> [Texto para leitura]:
* * * * *
JPO: A politica de cotas pode ajudar a organização independente do povo negro com métodos da luta de classes?

Letícia: As cotas raciais e a política de ações afirmativas em seu conjunto são uma resposta à luta do movimento negro que surgiu de forma explosiva no final dos anos 70, inspirada pela luta da libertação das colônias africanas e pelo movimento pelos direitos civis que marcaram esse período nos EUA. Esse movimento negro que surgiu na década de 70 no Brasil e deu origem ao MNU se ligava com as lutas operárias contra a ditadura e pela primeira vez questionava o mito da democracia racial.

Nesse cenário, o Estado e a elite branca que o domina percebem o perigo da organização independente do povo negro em aliança com a classe operária. Desta forma, nas décadas de 80 e 90, a burguesia passa a implementar diversas politicas para cooptar setores do movimento negro, criando secretarias do negro e a politica das ações afirmativas, desviando com isso a possibilidade de uma afirmação do povo negro com uma estratégia baseada na luta de classes.
* * * * *
> [Proposta da atividade]:
(a) Segundo o texto para leitura, por que a burguesia passou a implementar, nas décadas de 80 e 90, políticas voltadas a setores do movimento negro? Responda em até três frases.
(b) Com base no texto para leitura, responda:
(i) Em que período surgiu de forma explosiva o movimento negro mencionado?
(ii) Que mito esse movimento questionava pela primeira vez?
(iii) Quais medidas a burguesia criou para cooptar setores do movimento negro?
* * * * *
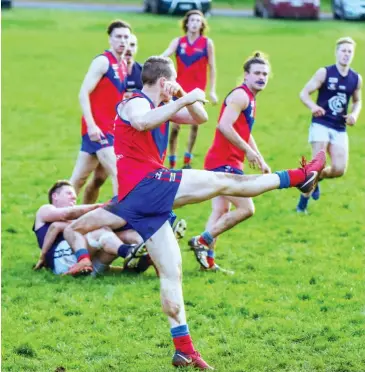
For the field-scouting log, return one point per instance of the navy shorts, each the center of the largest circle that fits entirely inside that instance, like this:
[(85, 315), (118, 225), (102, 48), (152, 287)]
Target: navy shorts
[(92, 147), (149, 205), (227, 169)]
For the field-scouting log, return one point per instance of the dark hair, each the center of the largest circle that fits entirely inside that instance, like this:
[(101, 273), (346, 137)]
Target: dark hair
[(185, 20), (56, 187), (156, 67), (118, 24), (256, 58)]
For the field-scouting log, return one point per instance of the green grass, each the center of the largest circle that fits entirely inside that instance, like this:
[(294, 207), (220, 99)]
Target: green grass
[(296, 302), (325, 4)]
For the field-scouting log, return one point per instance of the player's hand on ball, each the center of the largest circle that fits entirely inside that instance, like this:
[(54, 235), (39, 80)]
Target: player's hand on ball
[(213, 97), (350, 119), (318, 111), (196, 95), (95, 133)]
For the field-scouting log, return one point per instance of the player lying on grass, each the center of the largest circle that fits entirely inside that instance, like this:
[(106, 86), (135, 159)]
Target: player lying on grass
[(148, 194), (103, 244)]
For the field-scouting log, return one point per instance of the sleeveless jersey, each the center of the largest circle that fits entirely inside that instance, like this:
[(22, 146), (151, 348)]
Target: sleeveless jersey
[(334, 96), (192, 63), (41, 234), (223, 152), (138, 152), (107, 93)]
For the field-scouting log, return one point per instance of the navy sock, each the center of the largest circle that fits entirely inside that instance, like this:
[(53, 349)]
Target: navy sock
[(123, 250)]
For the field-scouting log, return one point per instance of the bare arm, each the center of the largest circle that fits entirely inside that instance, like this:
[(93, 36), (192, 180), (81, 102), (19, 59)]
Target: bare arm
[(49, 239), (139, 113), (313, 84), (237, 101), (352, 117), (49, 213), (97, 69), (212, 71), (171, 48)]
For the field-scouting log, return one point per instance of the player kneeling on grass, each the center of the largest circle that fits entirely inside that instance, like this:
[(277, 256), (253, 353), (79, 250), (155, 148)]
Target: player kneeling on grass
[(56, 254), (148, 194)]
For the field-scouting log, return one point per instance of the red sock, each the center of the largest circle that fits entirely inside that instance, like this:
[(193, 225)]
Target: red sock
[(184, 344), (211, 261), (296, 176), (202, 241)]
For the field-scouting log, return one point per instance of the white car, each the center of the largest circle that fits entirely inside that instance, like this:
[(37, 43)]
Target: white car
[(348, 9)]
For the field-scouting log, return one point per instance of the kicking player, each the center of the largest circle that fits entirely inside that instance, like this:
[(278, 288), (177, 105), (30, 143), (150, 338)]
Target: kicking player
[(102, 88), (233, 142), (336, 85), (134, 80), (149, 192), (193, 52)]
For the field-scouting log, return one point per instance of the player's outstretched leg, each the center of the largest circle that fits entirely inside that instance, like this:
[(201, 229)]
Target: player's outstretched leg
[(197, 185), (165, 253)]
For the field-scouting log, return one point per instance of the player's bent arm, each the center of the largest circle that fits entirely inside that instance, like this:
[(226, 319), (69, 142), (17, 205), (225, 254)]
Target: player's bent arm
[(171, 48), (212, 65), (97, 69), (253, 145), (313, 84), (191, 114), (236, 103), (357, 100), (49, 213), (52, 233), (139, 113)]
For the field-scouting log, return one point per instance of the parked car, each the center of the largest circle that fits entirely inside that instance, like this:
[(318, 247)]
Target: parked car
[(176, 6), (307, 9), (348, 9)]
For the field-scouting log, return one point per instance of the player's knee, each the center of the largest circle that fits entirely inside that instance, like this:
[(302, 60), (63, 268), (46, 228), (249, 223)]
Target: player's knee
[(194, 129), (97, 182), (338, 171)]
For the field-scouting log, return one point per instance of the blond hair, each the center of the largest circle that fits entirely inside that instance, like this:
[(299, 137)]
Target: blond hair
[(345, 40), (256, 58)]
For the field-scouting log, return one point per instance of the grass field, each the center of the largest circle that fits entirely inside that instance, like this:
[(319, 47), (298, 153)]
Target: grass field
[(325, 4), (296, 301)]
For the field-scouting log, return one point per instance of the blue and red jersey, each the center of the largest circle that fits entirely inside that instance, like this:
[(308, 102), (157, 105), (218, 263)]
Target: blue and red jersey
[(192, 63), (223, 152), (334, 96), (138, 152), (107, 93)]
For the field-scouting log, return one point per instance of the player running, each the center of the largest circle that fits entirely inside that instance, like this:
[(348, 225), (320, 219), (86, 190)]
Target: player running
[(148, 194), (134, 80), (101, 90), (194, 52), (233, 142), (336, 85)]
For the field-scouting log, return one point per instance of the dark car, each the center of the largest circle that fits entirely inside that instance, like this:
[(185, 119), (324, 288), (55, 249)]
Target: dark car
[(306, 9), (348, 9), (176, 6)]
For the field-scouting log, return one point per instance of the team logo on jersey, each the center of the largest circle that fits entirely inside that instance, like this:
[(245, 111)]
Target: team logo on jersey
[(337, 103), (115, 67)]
* * * * *
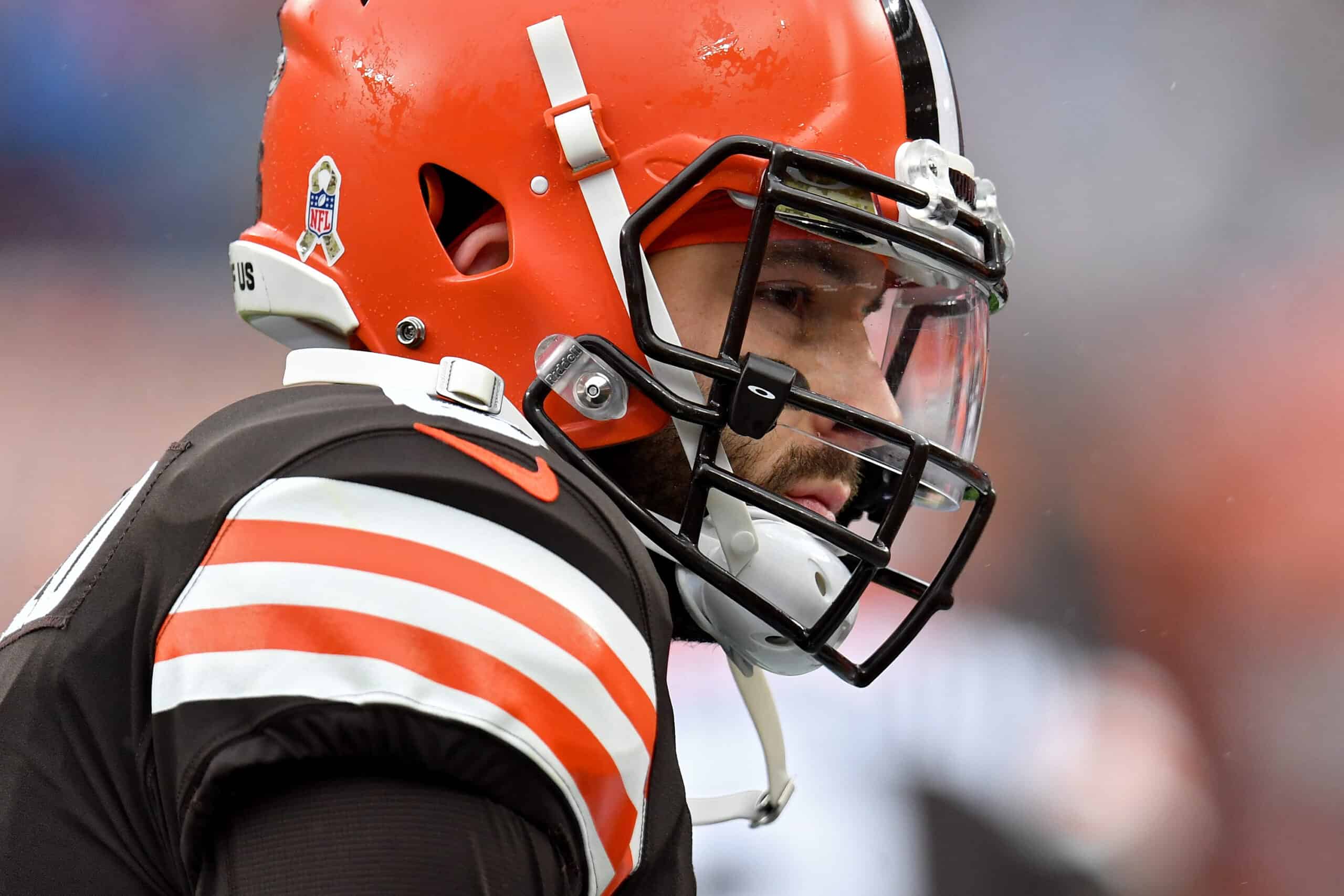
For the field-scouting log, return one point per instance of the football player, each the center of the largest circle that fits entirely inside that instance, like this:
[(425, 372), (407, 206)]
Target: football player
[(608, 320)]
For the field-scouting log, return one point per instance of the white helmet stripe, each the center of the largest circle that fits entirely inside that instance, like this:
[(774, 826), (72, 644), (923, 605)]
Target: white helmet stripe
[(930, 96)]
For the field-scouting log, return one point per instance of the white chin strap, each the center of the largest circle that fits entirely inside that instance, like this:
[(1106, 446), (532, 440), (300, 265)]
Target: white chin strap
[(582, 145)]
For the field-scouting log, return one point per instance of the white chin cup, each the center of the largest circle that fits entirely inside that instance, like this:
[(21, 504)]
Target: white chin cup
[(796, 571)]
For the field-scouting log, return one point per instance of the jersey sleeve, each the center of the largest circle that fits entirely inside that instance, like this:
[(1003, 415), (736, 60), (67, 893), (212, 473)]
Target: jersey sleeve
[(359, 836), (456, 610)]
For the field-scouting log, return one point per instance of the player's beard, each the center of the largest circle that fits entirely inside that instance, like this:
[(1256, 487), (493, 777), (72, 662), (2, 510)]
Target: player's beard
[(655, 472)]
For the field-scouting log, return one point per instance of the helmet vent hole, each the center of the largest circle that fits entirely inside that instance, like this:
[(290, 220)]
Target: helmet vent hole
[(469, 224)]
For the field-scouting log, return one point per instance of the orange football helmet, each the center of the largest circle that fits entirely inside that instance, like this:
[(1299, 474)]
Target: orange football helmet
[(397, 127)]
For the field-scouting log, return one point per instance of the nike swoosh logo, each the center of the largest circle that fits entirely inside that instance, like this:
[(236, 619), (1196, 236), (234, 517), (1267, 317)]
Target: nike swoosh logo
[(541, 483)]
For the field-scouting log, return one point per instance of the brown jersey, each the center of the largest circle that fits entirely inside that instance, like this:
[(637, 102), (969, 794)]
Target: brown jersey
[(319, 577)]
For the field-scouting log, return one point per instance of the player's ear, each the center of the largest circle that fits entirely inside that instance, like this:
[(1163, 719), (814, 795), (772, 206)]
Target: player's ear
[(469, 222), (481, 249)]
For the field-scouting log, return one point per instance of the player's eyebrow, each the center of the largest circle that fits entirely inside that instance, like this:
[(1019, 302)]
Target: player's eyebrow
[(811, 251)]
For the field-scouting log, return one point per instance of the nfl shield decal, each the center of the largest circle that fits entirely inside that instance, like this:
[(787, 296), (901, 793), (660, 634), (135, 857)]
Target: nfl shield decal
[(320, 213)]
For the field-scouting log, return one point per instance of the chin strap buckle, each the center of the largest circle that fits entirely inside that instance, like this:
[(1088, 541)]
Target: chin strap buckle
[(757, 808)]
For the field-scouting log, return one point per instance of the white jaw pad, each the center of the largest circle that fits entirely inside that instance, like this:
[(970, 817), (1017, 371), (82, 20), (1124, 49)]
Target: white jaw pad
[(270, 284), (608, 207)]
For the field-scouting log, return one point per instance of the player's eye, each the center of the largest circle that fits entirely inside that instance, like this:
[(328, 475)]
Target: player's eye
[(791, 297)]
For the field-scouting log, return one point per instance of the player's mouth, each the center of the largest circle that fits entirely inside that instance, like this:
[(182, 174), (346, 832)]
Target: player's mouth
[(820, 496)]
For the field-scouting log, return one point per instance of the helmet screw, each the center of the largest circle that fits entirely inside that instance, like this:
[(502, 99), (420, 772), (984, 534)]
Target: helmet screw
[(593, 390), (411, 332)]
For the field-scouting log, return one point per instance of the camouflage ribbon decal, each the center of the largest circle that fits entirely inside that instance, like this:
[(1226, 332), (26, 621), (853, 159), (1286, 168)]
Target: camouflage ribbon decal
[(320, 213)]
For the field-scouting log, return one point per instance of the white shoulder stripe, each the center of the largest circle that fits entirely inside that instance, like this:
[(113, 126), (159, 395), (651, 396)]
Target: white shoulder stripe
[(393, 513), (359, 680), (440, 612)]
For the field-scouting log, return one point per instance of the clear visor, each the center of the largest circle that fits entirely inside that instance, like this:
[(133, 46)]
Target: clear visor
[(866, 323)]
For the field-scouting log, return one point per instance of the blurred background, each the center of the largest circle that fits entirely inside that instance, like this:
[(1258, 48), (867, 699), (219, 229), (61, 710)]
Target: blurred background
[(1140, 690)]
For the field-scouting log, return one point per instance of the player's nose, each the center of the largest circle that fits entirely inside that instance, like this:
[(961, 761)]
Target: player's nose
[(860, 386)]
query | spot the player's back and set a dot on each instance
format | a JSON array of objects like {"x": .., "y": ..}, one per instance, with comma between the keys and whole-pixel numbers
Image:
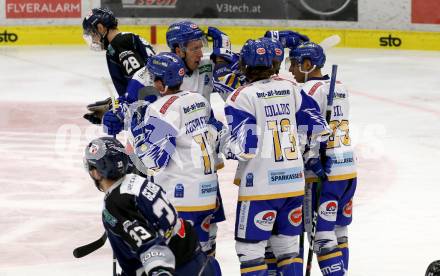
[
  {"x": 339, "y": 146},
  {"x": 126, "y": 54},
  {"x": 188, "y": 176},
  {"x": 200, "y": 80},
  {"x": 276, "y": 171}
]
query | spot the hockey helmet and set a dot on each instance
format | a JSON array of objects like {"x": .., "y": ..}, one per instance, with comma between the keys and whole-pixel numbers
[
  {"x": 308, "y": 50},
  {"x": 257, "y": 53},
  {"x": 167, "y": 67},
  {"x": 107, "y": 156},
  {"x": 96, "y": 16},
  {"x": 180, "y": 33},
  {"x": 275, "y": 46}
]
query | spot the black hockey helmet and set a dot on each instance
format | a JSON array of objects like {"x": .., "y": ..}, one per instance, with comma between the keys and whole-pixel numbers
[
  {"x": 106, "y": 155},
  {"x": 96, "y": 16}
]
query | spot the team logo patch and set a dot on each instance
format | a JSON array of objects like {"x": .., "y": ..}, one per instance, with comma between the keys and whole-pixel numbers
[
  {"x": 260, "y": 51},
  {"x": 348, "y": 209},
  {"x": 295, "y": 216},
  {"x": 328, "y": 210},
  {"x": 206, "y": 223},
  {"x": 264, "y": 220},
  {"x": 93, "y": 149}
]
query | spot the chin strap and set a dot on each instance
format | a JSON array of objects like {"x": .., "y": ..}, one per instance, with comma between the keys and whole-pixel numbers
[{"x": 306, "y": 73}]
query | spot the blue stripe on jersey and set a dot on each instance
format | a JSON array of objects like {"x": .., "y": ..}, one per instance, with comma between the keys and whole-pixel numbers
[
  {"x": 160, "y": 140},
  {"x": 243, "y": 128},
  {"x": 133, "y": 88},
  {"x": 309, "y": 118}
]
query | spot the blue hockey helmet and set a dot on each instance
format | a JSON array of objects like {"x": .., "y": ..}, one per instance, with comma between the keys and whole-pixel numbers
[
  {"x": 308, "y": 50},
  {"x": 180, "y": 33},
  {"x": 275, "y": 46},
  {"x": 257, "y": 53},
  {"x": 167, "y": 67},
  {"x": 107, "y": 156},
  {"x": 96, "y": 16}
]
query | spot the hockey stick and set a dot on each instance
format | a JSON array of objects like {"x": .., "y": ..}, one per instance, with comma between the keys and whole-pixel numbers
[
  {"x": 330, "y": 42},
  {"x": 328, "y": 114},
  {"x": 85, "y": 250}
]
* * * * *
> [Soluções das tarefas]:
(a) O Estado e a elite branca que o domina perceberam o perigo da organização independente do povo negro em aliança com a classe operária. Por isso, a burguesia criou secretarias do negro e a política das ações afirmativas para cooptar setores do movimento negro. Com isso, desviou a possibilidade de uma afirmação do povo negro baseada na luta de classes.

(b)
(i) No final dos anos 70.
(ii) O mito da democracia racial.
(iii) Secretarias do negro e a política das ações afirmativas.